_Stored records_:

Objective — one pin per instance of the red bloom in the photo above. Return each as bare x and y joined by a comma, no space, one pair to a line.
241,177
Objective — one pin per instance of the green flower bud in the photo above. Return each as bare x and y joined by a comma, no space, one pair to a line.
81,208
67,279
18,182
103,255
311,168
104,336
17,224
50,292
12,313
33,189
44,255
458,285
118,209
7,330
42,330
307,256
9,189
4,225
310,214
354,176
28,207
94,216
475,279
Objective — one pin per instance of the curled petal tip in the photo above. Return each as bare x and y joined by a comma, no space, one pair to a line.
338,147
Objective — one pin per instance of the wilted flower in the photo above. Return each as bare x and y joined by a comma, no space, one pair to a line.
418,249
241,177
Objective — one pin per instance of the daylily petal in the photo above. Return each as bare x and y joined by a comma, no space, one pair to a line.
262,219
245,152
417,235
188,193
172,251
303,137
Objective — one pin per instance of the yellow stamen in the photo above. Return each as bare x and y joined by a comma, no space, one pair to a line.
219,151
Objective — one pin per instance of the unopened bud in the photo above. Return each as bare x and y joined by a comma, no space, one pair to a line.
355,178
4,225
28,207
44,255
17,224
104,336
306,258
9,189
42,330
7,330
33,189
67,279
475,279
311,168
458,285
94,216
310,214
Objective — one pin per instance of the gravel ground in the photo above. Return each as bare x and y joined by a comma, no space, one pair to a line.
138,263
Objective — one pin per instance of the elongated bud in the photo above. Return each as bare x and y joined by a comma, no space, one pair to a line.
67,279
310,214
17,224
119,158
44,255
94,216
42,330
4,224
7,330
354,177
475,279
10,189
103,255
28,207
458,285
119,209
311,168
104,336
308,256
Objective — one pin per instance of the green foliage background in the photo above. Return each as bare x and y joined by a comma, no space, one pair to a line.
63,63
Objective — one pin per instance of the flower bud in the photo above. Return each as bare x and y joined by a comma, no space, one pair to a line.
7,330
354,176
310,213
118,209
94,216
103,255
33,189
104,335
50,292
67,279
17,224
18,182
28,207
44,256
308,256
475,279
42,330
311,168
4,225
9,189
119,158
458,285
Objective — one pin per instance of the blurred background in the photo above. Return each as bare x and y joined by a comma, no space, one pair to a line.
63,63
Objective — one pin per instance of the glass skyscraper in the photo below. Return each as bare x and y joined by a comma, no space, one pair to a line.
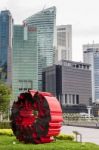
45,22
25,59
91,56
6,31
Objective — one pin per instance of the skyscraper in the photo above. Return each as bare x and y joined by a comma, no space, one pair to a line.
25,59
44,21
91,56
6,31
64,42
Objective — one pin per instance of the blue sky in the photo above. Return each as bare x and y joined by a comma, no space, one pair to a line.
82,14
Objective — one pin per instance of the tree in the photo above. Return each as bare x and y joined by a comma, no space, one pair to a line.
5,95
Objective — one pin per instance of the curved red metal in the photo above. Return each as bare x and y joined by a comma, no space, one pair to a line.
36,117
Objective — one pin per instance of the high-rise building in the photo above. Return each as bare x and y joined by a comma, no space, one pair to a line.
69,81
64,43
44,21
6,31
91,56
25,59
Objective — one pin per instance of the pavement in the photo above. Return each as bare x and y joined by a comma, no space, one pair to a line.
88,134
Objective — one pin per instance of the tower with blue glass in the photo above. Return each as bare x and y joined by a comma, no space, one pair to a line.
6,31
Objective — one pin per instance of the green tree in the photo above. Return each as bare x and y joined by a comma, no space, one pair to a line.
5,95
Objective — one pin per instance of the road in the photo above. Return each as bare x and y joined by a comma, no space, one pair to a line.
88,134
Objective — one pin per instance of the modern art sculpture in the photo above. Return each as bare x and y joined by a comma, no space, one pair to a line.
36,117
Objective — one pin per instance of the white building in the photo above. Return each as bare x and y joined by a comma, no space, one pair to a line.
64,42
91,56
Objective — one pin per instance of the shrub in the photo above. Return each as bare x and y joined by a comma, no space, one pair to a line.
8,132
5,125
64,137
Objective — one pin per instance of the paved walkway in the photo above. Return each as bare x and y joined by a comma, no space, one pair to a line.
88,134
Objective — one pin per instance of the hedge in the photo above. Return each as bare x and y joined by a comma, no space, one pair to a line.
7,132
5,125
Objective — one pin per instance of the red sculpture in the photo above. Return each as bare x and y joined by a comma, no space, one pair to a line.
36,117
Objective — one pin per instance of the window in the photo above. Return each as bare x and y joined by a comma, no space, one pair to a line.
77,99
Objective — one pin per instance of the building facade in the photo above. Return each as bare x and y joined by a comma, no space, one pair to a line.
69,81
64,42
91,56
45,22
25,59
6,33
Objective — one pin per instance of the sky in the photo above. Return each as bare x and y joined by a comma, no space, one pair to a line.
83,15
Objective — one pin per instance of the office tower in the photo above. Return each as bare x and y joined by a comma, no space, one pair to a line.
70,81
44,21
91,56
25,59
6,31
64,42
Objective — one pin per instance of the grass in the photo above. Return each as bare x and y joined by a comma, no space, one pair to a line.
10,143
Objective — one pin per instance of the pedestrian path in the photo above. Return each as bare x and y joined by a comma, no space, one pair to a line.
88,134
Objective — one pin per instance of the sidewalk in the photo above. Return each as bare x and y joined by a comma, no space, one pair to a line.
88,134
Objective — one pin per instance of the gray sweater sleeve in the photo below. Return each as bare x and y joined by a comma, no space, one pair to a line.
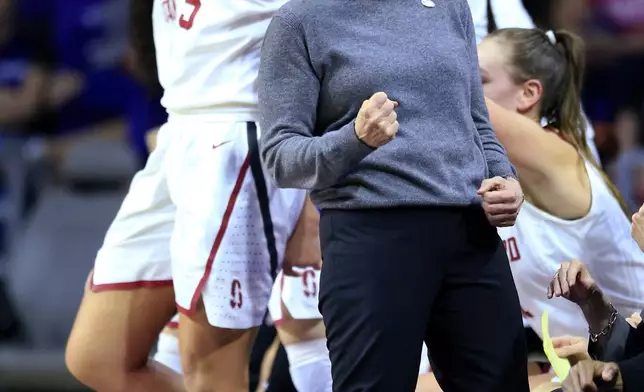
497,161
288,95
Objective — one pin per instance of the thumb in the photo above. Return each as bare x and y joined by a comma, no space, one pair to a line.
608,372
489,184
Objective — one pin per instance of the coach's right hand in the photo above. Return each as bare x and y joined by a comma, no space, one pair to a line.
377,123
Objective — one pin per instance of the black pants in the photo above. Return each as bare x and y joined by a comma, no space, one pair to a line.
395,277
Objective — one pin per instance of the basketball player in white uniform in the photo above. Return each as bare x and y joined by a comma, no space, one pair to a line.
200,226
572,211
293,307
512,13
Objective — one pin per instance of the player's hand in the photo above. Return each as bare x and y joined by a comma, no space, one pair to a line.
593,376
573,282
502,200
572,348
637,227
634,320
303,248
376,123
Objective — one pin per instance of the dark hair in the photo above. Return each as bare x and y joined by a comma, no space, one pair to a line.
142,41
559,66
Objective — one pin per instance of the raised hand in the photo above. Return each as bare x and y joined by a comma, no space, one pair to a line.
573,282
502,200
376,123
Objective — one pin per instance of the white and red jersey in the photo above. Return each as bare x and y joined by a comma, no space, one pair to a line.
208,55
539,242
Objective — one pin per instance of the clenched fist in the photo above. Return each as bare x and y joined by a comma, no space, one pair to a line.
377,123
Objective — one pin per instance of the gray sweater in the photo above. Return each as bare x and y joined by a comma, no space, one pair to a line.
322,58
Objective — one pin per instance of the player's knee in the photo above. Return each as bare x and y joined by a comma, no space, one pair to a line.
91,368
294,331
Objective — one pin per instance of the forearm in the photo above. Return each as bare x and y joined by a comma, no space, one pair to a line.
288,89
308,162
610,346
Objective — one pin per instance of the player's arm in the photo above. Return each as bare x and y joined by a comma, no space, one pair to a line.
267,365
22,103
511,13
303,248
546,154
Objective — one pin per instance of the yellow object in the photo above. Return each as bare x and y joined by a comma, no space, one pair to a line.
559,365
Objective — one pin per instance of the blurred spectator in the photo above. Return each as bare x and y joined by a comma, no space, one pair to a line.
628,168
614,34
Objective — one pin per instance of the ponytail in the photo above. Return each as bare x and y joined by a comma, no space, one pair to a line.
567,115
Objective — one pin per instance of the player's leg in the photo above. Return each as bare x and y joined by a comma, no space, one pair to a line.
228,238
112,337
167,352
130,296
299,324
475,334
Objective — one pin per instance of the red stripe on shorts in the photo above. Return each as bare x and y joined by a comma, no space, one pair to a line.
218,238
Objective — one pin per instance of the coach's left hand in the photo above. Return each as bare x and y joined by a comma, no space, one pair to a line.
303,248
586,375
502,199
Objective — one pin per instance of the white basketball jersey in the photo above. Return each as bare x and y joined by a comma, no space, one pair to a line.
208,55
539,242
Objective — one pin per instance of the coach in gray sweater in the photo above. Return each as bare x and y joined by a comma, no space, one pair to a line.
377,108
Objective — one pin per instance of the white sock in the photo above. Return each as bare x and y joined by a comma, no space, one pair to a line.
168,352
310,366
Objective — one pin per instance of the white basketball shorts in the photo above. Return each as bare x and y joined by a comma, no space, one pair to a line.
297,295
202,216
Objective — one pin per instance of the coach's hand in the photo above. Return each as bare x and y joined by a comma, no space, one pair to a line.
573,282
376,123
637,227
593,376
303,248
502,199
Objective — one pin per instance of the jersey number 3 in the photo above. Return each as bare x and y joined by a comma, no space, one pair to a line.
186,23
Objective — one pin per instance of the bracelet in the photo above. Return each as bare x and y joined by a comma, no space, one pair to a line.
594,336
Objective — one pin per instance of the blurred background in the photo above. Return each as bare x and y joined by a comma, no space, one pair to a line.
73,118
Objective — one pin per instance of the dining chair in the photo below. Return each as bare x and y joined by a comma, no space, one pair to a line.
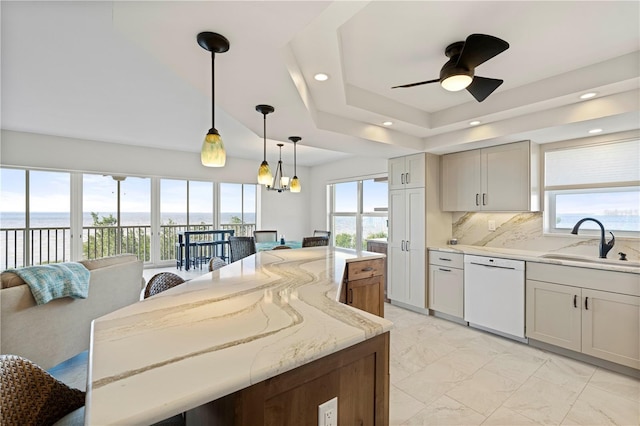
315,241
265,236
31,396
319,233
161,282
216,263
241,247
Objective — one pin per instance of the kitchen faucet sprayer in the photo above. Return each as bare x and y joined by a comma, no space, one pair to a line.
604,246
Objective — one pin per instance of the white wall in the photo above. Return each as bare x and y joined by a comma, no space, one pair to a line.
286,212
348,169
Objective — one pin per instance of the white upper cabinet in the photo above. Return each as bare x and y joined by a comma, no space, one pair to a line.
499,178
407,172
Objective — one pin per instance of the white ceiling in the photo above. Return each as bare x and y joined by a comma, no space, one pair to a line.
132,73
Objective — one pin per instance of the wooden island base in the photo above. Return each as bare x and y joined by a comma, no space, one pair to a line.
358,376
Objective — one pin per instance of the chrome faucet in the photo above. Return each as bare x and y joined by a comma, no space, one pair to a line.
604,246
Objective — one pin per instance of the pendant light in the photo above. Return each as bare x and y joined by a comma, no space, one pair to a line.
295,182
212,153
264,172
280,181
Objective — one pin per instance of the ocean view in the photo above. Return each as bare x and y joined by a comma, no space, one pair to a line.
60,220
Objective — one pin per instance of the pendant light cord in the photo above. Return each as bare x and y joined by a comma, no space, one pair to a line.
213,92
295,167
264,135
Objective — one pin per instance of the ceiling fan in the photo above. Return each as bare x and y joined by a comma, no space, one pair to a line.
464,57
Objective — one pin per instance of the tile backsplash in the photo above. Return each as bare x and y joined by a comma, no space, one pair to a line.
523,231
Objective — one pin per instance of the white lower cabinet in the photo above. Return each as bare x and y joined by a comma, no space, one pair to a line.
603,324
446,283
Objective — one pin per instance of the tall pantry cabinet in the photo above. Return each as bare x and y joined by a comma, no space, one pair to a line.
415,222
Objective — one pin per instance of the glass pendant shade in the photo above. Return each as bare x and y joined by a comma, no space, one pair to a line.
295,185
264,174
212,153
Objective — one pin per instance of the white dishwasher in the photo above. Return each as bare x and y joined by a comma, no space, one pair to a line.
494,295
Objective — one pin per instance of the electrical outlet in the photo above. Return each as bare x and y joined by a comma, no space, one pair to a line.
328,413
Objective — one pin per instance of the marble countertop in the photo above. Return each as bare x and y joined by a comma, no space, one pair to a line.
219,333
545,257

_Exercise goal_: Repeat exactly the lines from the one containing "Objective — one pin per instance of the pendant light in" through the last line of the records above, both included, and nothing else.

_Output of the task_:
Objective — one pin per instance of the pendant light in the photo above. Return each as bare x and y joined by a comma, no space, one pair to a line.
295,182
212,153
264,172
280,181
Objective — one pin per instance of the ocean view in the photo above. Return each as bare x and y joined by a comma, no space, one pair to a line.
60,220
Objective — one pin per instance of the pendant light cord in the photo above. Return each as bare x and y joined by a comma, no space, one pair to a line.
213,92
295,167
264,135
Objective — one pin per instance of the ceiling fan in the photo above. Return each as bare x and y joined by a comma, no space, one pair to a line.
464,57
Objective — one pin per instance of the tile backsplash in the photo above. Return each as bare x and y joined by a comma, no space, one pair to a line.
523,231
Objective — one pin per instance of the white lower cabinet in the photo above. Return each as bare x and y joined by a comma, no space, one pair to a line.
603,324
446,283
Objective — one pin per instance of the tall pantry cabinet in the photo above. Return each as bare x and y joined by a comma, no space, one pair to a line.
415,222
Objective — one pin per instance of the glass pendant shade in the photo above. Return each as bare x and y joined by a comma, no space, one pair to a line.
295,185
264,174
212,153
Objective — one pin per instance of the white dishwasher in the photo above. Return each as bare x and y joined by a comma, no space, one pair to a line.
494,295
Objective — one pin per instance of the electrical outlet in the photo above. Return each as bare x and y joined by a comma, no space, one pair to a line.
328,413
Objective — one pin per instance of the marble countertop in the photo above. Return each as bare x and y joined by a comma, no space, one pair to a line.
219,333
545,257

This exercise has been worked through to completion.